Instruction: Copy out the listing below, changing every "detect" to "locate" and leaving everything else as it is.

====== Entries supplied

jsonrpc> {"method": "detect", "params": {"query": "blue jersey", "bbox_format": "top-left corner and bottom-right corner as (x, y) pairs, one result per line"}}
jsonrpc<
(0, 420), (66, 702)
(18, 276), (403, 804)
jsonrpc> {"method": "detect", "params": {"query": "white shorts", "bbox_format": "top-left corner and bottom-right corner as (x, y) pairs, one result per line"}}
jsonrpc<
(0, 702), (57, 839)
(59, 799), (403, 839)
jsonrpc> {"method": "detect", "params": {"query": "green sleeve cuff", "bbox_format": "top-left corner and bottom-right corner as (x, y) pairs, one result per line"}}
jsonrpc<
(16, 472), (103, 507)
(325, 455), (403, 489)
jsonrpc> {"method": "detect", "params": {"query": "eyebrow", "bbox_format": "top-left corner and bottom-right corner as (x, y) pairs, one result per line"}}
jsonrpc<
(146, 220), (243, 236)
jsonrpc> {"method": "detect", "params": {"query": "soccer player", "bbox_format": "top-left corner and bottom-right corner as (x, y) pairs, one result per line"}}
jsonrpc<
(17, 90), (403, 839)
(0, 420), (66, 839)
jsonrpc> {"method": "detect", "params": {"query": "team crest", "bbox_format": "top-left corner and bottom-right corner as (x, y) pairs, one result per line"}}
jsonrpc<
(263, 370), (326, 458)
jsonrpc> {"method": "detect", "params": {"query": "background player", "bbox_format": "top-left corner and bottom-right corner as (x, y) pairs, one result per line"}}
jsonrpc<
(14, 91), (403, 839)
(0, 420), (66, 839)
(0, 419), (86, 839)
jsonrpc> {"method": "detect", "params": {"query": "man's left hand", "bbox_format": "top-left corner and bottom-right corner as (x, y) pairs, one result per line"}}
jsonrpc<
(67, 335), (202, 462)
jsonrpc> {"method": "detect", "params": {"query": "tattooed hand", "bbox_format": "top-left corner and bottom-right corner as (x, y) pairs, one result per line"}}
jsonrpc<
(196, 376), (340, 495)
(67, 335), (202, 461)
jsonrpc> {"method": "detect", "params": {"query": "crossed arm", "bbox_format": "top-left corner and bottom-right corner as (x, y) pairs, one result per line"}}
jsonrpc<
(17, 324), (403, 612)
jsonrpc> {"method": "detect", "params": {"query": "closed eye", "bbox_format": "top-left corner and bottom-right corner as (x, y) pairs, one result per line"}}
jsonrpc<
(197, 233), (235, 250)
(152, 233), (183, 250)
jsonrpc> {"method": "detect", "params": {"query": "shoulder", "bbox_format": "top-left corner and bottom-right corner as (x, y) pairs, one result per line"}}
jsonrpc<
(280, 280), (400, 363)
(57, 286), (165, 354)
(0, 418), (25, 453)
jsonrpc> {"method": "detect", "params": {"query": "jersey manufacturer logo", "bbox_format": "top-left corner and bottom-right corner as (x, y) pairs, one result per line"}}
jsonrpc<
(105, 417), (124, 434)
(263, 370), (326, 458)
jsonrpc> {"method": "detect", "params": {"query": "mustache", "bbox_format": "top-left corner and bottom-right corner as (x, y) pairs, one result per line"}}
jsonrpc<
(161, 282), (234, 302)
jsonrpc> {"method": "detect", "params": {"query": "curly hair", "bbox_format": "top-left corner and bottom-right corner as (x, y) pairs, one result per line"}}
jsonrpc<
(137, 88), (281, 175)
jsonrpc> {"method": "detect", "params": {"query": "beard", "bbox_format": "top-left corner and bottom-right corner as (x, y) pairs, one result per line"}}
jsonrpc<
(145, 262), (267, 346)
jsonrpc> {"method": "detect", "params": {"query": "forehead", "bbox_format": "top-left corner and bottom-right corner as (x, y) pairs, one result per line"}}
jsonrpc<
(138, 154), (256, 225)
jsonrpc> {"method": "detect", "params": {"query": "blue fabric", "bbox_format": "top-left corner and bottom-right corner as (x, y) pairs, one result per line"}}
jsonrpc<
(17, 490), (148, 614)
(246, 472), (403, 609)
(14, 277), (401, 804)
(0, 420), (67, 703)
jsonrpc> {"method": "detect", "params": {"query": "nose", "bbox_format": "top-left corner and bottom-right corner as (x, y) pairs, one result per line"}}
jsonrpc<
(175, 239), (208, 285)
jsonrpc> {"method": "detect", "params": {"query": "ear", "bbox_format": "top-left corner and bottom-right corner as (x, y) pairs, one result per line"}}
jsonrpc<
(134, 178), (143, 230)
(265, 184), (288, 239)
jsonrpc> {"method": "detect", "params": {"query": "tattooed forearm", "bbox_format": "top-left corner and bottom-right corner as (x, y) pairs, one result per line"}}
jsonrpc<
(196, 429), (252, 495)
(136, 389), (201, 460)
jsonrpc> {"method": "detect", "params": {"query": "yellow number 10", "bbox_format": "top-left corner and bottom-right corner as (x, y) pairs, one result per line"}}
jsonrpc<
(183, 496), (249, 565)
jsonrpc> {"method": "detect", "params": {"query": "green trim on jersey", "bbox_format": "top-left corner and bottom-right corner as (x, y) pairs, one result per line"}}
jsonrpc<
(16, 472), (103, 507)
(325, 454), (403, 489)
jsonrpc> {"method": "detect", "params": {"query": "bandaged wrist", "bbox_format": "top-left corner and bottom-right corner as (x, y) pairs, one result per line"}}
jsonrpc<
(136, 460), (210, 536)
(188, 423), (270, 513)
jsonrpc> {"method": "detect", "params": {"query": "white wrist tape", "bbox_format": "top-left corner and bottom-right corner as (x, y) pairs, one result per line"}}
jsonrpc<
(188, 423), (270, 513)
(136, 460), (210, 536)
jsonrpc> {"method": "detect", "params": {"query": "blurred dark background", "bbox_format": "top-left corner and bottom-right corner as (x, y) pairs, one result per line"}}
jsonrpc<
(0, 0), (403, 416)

============

Result for this exercise:
jsonrpc> {"method": "locate", "params": {"query": "blue jersey", "bbox_format": "top-left corner and bottom-right corner as (x, y) pairs, one result per line"}}
jsonrpc<
(0, 420), (66, 702)
(18, 276), (403, 804)
jsonrpc> {"method": "locate", "params": {"query": "white shorts", "bbox_format": "top-left corner and bottom-right corner as (x, y) pairs, one result per line"}}
jsonrpc<
(0, 702), (57, 839)
(59, 799), (403, 839)
jsonrpc> {"method": "locate", "params": {"query": "green sleeve cuff", "bbox_format": "top-left corner and bottom-right corner as (x, y) pairs, one result per line"}}
jsonrpc<
(16, 472), (103, 507)
(325, 455), (403, 489)
jsonrpc> {"method": "locate", "params": {"query": "eyebrow", "bbox_format": "top-left corner and bottom-right corner as (x, y) pairs, one result per line"}}
jsonrpc<
(146, 220), (243, 236)
jsonrpc> {"method": "locate", "params": {"query": "soccer player", "bbox_format": "top-left corner and bottom-right corner as (x, y) pairs, one result per line"}}
jsonrpc<
(17, 90), (403, 839)
(0, 420), (66, 839)
jsonrpc> {"method": "locate", "params": {"query": "team crest", "bbox_format": "top-left corner and bottom-right corner as (x, y) pairs, one result per line"}}
jsonrpc<
(263, 370), (326, 458)
jsonrpc> {"method": "locate", "params": {"query": "background player", "bbox_format": "top-left corner and bottom-right corner as (x, y) pairs, one result per line"}}
jsonrpc<
(14, 91), (403, 839)
(0, 420), (66, 839)
(0, 419), (86, 839)
jsonrpc> {"method": "locate", "params": {"query": "man's left hand", "bbox_format": "top-left corner and bottom-right corner as (x, y) pairs, one result per line"}}
jsonrpc<
(67, 335), (202, 462)
jsonrpc> {"method": "locate", "params": {"query": "tattooed hand", "bbox_format": "top-left corner and bottom-right corner as (x, y) pairs, one result per line"}}
jsonrpc<
(196, 376), (340, 495)
(67, 335), (202, 461)
jsonrpc> {"method": "locate", "params": {"query": "crossed arm", "bbox_format": "top-left corner and bottom-right corner as (x, y) pairs, one result per line"}}
jsonrpc<
(17, 324), (403, 612)
jsonrpc> {"method": "locate", "params": {"query": "closed eye", "bbox_format": "top-left corner and bottom-right corner as (x, y) pairs, one result per line"}}
jsonrpc<
(197, 233), (235, 250)
(152, 233), (183, 250)
jsonrpc> {"method": "locate", "params": {"query": "shoulder", "bbox_format": "top-left corner and bottom-right corner as (x, y) pairs, one result per line"}}
jsonrpc<
(280, 280), (400, 363)
(57, 286), (165, 354)
(0, 418), (25, 453)
jsonrpc> {"method": "locate", "params": {"query": "jersey manufacturer logo", "bbox_format": "top-left corner and bottom-right corner as (x, y) pairs, one result per line"}}
jsonrpc<
(105, 417), (124, 434)
(263, 370), (326, 458)
jsonrpc> {"method": "locate", "params": {"query": "mustache", "bbox_format": "top-left corner and bottom-right corner as (x, y) pairs, one result per line"}}
jsonrpc<
(161, 282), (234, 302)
jsonrpc> {"method": "locate", "params": {"query": "curly hair", "bbox_format": "top-left corner and bottom-right corner as (x, y) pairs, one result per line"}}
jsonrpc<
(137, 88), (281, 175)
jsonrpc> {"method": "locate", "params": {"query": "beard", "bbox_format": "top-left corner and bottom-right corner as (x, y) pairs, one result per line"}}
jsonrpc<
(145, 262), (267, 346)
jsonrpc> {"method": "locate", "params": {"query": "forehead", "bbox_format": "top-left corner and bottom-right corner as (x, y) pairs, one result per line"}}
jsonrpc<
(138, 154), (256, 225)
jsonrpc> {"method": "locate", "params": {"query": "blue fabric", "bbox_format": "top-left corner and bottom-right corner as (x, y) pairs, one result per line"}}
jsonrpc<
(17, 490), (148, 614)
(246, 472), (403, 609)
(14, 277), (401, 804)
(0, 420), (67, 703)
jsonrpc> {"method": "locate", "params": {"query": "nose", "bbox_format": "top-left corner and bottom-right corner as (x, y) pairs, one result per line"}}
jsonrpc<
(175, 239), (208, 285)
jsonrpc> {"method": "locate", "params": {"query": "ear", "bbox_format": "top-left corner and bottom-right corner as (x, y) pairs, one result per line"}}
jsonrpc<
(134, 178), (143, 230)
(265, 184), (288, 239)
jsonrpc> {"method": "locate", "params": {"query": "tattooed forearm", "bbox_format": "top-left corner and bottom-right corner as (x, y) pairs, one result per line"}}
jsonrpc<
(196, 429), (252, 495)
(136, 389), (201, 460)
jsonrpc> {"method": "locate", "params": {"query": "yellow number 10", "bbox_format": "top-left corner and bottom-right corner as (x, y) pairs, one result per line"}}
jsonrpc<
(183, 496), (249, 565)
jsonrpc> {"method": "locate", "params": {"query": "green trim on jersey", "bbox_format": "top-left corner and bottom-right corner as (x, y) pairs, one result per line"}}
jsonrpc<
(16, 472), (103, 507)
(325, 454), (403, 489)
jsonrpc> {"method": "locate", "params": {"query": "bandaged wrist", "bbox_format": "top-left corner and bottom-right corner as (x, y) pairs, one result per line"}}
jsonrpc<
(136, 460), (210, 536)
(188, 423), (270, 513)
jsonrpc> {"method": "locate", "params": {"query": "white wrist tape", "bbox_format": "top-left corner and bottom-right corner as (x, y) pairs, one result per line"}}
jsonrpc<
(188, 423), (270, 513)
(136, 460), (210, 536)
jsonrpc> {"method": "locate", "params": {"query": "blurred dark background", "bbox_format": "top-left corner and bottom-right corner as (x, y) pairs, one result per line"}}
jsonrpc<
(0, 0), (403, 416)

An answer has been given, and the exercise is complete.